[[ Text section, beginning ]]

Osteomyelitis an inflammatory disease of the bone and bone marrow most frequently caused by bacteria, fungal infections and viral osteomyelitis are less common.
The most common bacteria involved in osteomyelitis are Staphylococcus sp, Streptococcus sp, and Escherichia coli after trauma and/or surgery, and Proteus sp, Klebsiella sp, Pasteurella sp as well as anaerobes (bacteria that can live without oxygen) Actinomyces sp, Clostridium sp, and Bacteroides sp are common isolates from bite wounds.
Bone infection is more common cats than dogs due to cat bites during when they fight. Entire male cats are at increased risk of developing puncture wounds from cat fights, and cats with compromised immune systems (such as FIV or FeLV) are more vulnerable to developing bacterial or fungal infections; however, osteomyelitis can occur in cats of any age, sex, and health status.
Osteomyelitis is often classified as either haematogenous or post-traumatic in origin.
Bones may become infected directly after surgery or trauma (where bacteria enters the site via a bite or a scratch), or as a result of a systemic or local bacterial or fungal infection travelling to the bone through the bloodstream (hematogenous).
- Surgery such as treatment to repair fractured bones after a car accident which introduces bacteria to the site.
- Prosthetic joint implants can cause osteomyelitis either by introducing bacteria during surgery (rare), or an inflammatory reaction to the implants (known as non-infectious osteomyelitis)
- Gunshot wounds
- A systemic bacterial or fungal infection which spreads to the bone via the bloodstream
- Soft tissue infection which spreads to bones nearby
- Dental infection which can spread to the jawbone
- Puncture wounds, usually caused by another cat during a fight as the oral cavity has a high number of bacteria when a puncture wound occurs; bacteria are injected into the skin and deeper layers
Osteomyelitis can be acute (sudden onset) or chronic (waxing and waning over an extended period). The most common location is in the long bones. Additional symptoms may be noted in cats with a systemic infection.

[[ Text section, end ]]

**What this exercise asks:**
(A) Rewrite the part of the osteomyelitis text starting with "The most common bacteria" and going on through "and health status.", with "bite wounds" replaced by "bite injuries".
(B) Decide whether each statement agrees with the osteomyelitis text, and give yes or no with the deciding words quoted from the text: (i) The long bones are the most common location of osteomyelitis. (ii) Prosthetic joint implants commonly cause osteomyelitis by introducing bacteria during surgery. (iii) Osteomyelitis occurs only in cats with compromised immune systems.
The items have no connection to the osteomyelitis text.

[[ Data for analysis, beginning ]]

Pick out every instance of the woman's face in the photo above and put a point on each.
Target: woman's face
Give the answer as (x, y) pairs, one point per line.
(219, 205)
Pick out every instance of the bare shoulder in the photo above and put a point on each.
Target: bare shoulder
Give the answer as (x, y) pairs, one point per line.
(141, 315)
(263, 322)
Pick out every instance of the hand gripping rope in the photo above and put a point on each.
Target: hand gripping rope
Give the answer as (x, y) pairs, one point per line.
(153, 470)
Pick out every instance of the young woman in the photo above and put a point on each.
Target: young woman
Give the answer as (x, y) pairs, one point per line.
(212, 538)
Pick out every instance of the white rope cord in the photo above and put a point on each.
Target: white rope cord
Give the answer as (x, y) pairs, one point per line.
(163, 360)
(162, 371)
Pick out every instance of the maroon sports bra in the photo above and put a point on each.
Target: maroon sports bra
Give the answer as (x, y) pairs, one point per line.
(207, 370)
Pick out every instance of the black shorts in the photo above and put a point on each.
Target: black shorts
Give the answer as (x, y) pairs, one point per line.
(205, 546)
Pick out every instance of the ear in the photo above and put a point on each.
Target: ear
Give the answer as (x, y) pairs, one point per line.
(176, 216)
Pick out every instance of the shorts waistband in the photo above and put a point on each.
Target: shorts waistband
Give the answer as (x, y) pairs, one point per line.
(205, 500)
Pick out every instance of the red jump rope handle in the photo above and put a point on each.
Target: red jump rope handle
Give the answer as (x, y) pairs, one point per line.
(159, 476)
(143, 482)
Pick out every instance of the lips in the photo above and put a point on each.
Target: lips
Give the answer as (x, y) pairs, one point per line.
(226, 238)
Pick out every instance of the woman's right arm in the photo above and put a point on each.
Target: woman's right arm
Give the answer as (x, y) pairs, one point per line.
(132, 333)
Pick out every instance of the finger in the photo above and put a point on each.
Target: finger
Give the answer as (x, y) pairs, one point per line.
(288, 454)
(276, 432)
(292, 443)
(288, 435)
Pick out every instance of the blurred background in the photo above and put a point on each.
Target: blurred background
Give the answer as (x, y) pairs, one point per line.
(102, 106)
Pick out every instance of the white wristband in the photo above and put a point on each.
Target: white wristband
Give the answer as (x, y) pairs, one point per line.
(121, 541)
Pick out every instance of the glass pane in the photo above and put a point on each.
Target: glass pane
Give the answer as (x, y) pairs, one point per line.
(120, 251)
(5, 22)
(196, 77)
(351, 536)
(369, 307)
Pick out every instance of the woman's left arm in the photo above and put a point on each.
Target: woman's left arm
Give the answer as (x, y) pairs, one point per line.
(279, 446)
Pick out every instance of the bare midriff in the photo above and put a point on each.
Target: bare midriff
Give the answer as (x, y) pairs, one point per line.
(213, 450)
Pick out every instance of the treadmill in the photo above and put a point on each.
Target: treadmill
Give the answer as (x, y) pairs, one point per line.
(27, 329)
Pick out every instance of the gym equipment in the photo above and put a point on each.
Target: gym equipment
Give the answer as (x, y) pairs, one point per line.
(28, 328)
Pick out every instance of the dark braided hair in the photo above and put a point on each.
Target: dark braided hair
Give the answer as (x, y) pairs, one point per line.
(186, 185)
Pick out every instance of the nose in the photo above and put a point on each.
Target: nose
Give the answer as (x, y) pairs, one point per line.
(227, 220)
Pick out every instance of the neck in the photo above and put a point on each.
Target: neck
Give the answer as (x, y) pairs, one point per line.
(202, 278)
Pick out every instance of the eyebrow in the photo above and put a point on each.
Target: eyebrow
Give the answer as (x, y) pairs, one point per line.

[[ Data for analysis, end ]]

**Solutions to the tasks:**
(A)
The most common bacteria involved in osteomyelitis are Staphylococcus sp, Streptococcus sp, and Escherichia coli after trauma and/or surgery, and Proteus sp, Klebsiella sp, Pasteurella sp as well as anaerobes (bacteria that can live without oxygen) Actinomyces sp, Clostridium sp, and Bacteroides sp are common isolates from bite injuries.
Bone infection is more common cats than dogs due to cat bites during when they fight. Entire male cats are at increased risk of developing puncture wounds from cat fights, and cats with compromised immune systems (such as FIV or FeLV) are more vulnerable to developing bacterial or fungal infections; however, osteomyelitis can occur in cats of any age, sex, and health status.

(B)
(i) Yes: "The most common location is in the long bones."
(ii) No: "either by introducing bacteria during surgery (rare)"
(iii) No: "osteomyelitis can occur in cats of any age, sex, and health status."